What do you use Gemma 4 for?
Posted by HornyGooner4402@reddit | LocalLLaMA | View on Reddit | 66 comments
Both Gemma 4 and Qwen 3.6 seems to be the hottest local models right now. Looking at the benchmarks and reviews, it seems like it's better in every way: coding, benchmarks, agentic tasks. So is Qwen outright better? In what case would you pick Gemma over Qwen?
MY_INAPPROPRIATE_ACC@reddit
For gooning.
This is the best RP/story finetune I've ever seen that can run locally https://huggingface.co/DavidAU/gemma-4-31B-it-The-DECKARD-HERETIC-UNCENSORED-Thinking
ggonavyy@reddit
Gemma4 is really, really, really good at tracing bugs. When you feed a ticket to Qwen3.6 27B it'll fill the context with all available info available and maybe probably find the root cause, and sometimes it just gets distracted with unrelated issues. Gemma4 is much more consistent and reliable for finding the actual root cause, probably because of its reasoning efficiency. In that regard I find gemma4 comparable to GPT5.4, it's that good.

> [Source data]
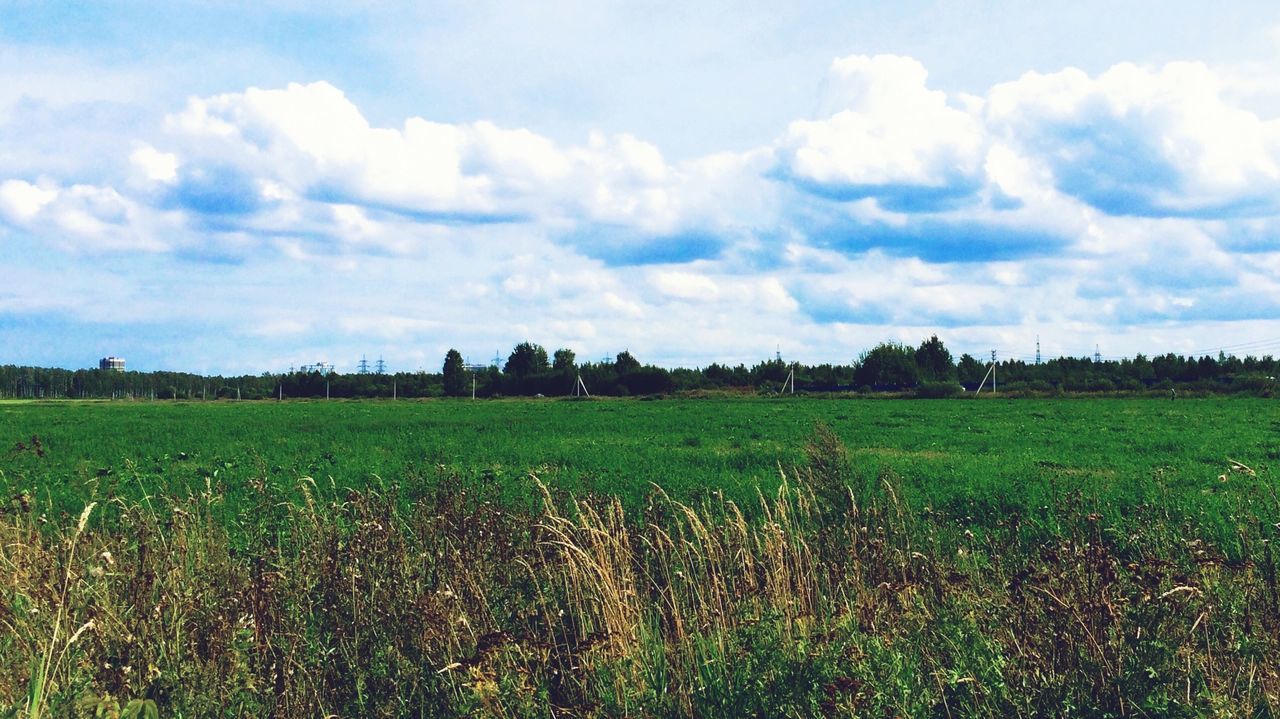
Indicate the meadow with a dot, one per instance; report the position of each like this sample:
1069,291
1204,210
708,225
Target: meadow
672,557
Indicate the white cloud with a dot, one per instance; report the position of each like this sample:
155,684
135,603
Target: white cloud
882,129
21,201
1139,141
155,165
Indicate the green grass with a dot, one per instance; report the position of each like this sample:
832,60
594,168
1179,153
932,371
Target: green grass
972,458
982,558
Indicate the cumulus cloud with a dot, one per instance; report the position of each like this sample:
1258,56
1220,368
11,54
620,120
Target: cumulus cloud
1139,141
81,216
1059,198
886,134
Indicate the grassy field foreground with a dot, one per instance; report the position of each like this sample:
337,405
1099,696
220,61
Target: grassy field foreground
1098,558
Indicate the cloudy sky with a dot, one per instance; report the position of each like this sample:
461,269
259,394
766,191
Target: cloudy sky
240,187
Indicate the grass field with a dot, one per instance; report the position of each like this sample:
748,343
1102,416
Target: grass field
1104,557
997,454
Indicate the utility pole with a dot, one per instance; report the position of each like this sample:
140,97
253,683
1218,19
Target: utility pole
991,372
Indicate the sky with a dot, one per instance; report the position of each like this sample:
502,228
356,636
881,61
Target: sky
246,187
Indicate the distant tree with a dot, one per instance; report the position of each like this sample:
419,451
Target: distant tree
887,365
970,370
455,374
525,360
935,361
625,363
563,361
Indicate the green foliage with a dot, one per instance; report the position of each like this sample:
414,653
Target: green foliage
525,360
455,374
935,361
563,361
888,365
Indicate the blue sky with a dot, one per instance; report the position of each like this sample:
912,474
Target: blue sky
240,187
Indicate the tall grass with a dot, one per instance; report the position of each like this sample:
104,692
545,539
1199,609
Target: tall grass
830,596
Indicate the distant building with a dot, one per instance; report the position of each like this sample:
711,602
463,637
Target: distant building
321,367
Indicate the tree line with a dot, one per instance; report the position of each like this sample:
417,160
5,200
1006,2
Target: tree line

> [Exercise directions] In the forum thread about Gemma 4, which model does the commenter who praises Gemma4 for tracing bugs call it comparable to?

> [Solution for this task] GPT5.4